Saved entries
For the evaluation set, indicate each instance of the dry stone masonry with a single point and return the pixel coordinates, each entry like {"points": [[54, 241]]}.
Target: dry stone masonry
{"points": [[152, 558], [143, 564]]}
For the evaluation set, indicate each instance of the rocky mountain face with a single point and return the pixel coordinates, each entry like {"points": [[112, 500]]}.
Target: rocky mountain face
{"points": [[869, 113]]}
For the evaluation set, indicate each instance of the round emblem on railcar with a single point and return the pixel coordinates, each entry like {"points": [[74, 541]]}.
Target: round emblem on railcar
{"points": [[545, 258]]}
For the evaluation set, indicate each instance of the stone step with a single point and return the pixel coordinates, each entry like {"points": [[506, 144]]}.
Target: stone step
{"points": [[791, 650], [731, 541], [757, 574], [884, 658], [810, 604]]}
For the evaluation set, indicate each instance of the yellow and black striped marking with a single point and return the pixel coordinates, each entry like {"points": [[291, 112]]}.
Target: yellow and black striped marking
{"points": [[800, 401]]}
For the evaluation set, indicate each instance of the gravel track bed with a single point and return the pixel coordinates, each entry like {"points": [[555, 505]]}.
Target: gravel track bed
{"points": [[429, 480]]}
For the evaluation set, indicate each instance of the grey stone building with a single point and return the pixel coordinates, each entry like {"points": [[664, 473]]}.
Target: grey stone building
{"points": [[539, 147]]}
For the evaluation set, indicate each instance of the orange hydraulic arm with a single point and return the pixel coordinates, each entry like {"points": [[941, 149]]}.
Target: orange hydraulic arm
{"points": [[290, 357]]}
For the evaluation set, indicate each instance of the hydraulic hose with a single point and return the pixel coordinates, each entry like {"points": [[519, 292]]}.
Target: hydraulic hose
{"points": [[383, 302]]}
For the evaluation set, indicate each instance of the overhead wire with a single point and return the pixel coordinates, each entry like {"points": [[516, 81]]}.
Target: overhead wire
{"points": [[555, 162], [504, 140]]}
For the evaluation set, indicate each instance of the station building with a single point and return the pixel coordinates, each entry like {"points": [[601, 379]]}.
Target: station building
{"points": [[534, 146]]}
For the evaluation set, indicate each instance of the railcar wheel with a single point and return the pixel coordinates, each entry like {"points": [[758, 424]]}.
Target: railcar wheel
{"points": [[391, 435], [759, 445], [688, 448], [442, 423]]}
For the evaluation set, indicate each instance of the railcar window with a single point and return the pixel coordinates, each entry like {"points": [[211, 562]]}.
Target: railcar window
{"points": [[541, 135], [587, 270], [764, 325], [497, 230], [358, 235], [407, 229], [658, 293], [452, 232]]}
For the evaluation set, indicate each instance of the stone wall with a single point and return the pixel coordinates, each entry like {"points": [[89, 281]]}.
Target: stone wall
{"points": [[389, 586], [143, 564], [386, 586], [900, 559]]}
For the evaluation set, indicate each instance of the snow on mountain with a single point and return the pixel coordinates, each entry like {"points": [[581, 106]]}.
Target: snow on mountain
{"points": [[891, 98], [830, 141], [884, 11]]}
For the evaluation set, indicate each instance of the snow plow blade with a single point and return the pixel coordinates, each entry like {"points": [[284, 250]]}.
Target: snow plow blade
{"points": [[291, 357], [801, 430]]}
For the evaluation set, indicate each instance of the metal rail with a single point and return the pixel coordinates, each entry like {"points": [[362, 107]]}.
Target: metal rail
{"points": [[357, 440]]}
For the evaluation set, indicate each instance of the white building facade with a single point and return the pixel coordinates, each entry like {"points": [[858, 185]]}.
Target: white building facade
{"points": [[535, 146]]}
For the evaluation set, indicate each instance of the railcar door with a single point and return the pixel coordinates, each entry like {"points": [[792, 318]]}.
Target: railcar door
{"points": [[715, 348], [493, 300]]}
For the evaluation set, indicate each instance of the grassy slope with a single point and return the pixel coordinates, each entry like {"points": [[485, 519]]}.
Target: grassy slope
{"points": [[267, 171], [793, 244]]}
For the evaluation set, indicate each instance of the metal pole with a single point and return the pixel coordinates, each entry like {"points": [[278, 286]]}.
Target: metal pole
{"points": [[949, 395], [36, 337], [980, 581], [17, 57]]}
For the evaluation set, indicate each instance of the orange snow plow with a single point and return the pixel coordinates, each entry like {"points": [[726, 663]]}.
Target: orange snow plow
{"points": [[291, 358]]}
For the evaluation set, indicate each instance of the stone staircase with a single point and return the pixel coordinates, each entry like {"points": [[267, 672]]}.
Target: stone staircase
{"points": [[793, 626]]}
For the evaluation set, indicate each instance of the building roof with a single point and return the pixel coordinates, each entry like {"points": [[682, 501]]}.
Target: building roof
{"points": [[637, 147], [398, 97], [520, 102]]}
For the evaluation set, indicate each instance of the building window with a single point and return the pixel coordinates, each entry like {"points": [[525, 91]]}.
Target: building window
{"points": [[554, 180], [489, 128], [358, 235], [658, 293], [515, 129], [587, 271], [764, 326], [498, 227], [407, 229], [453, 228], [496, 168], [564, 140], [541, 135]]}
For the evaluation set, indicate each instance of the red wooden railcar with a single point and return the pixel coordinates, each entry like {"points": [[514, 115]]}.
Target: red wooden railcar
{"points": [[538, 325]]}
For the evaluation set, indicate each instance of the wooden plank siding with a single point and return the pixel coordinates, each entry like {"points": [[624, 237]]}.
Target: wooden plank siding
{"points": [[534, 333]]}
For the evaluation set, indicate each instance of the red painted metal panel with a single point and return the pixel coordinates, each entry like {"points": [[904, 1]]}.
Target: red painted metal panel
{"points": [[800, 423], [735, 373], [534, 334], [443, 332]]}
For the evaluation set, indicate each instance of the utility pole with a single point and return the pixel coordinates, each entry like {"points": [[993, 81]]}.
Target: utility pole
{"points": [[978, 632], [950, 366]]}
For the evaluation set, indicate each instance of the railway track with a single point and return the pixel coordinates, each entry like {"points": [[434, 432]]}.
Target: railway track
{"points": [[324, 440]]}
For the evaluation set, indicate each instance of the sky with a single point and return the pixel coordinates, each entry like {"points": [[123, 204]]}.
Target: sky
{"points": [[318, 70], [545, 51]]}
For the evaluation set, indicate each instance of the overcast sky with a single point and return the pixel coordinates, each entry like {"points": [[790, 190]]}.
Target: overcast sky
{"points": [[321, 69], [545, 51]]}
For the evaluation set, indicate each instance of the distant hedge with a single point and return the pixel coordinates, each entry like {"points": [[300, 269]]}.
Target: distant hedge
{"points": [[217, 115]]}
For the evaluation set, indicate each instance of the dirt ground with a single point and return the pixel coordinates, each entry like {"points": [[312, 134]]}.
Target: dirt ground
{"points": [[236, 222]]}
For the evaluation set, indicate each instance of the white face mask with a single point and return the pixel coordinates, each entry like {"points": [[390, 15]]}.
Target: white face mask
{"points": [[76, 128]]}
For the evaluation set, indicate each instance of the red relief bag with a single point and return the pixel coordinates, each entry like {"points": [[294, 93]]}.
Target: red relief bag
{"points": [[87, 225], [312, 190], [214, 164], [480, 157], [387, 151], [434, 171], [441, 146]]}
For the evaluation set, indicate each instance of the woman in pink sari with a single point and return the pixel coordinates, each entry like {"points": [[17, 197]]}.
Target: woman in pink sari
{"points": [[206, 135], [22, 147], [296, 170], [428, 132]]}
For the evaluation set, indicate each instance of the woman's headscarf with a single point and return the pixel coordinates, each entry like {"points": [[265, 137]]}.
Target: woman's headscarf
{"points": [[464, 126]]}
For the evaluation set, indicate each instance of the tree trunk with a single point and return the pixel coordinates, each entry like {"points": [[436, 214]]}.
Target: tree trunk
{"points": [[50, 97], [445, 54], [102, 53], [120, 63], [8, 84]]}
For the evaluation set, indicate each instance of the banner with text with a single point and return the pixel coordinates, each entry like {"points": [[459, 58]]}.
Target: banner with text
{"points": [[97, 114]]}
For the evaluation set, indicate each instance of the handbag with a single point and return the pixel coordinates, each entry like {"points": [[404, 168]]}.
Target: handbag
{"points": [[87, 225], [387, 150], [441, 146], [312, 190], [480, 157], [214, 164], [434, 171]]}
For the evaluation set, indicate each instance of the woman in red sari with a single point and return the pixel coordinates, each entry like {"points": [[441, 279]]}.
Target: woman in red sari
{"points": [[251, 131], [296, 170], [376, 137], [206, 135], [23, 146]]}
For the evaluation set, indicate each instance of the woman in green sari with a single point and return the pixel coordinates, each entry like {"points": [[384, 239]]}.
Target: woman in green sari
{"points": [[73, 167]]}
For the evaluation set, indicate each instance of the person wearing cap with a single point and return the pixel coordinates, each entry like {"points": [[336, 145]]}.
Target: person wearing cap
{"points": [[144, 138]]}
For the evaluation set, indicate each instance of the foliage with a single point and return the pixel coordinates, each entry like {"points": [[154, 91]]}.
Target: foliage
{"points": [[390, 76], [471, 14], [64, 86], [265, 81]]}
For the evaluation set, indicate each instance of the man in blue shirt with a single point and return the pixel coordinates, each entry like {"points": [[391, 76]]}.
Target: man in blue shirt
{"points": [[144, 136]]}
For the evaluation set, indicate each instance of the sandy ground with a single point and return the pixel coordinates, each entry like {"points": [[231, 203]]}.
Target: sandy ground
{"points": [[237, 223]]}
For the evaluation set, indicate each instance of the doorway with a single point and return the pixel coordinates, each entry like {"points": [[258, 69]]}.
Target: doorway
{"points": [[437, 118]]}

> [PROBLEM TO SOLVE]: Look above for the line containing "red sari with"; copy from it through the last line, exactly, and nothing more.

> [TASK SOLUTION]:
For the evaluation set, indicate each instance of the woman in red sari with a single point and return the pixel coordinates, each entry like {"points": [[441, 279]]}.
Target: woman in red sari
{"points": [[251, 131], [296, 170], [376, 137], [206, 135], [23, 146]]}
For the evaluation set, indicate each instance of the woman in green sari with a single point and return the pixel coordinates, each entry like {"points": [[384, 239]]}.
Target: woman in green sari
{"points": [[73, 167]]}
For the evaluation set, indicate each instance of the person wearing cap with a single point and return the pixel coordinates, each entry like {"points": [[336, 145]]}.
Target: person wearing cap
{"points": [[144, 138]]}
For the evaluation set, indicate each instance of the foliage with a single point and return the pixel coordinates, each entry like {"points": [[154, 91]]}.
Target: foliage
{"points": [[390, 76], [471, 14], [64, 86], [265, 81]]}
For the evaluation set, indicate each instance of the man in blue shirt with a single point and return the pixel coordinates, each entry like {"points": [[391, 76]]}.
Target: man in blue shirt
{"points": [[144, 136]]}
For the evaluation set, indicate each instance of the sandy ground with a single point and return the pixel coordinates, each entry like {"points": [[231, 203]]}.
Target: sandy ground
{"points": [[237, 223]]}
For the evaluation set, indicate each instance of the doorway with a single point and return the pixel coordinates, each entry like {"points": [[258, 69]]}.
Target: doorway
{"points": [[437, 118]]}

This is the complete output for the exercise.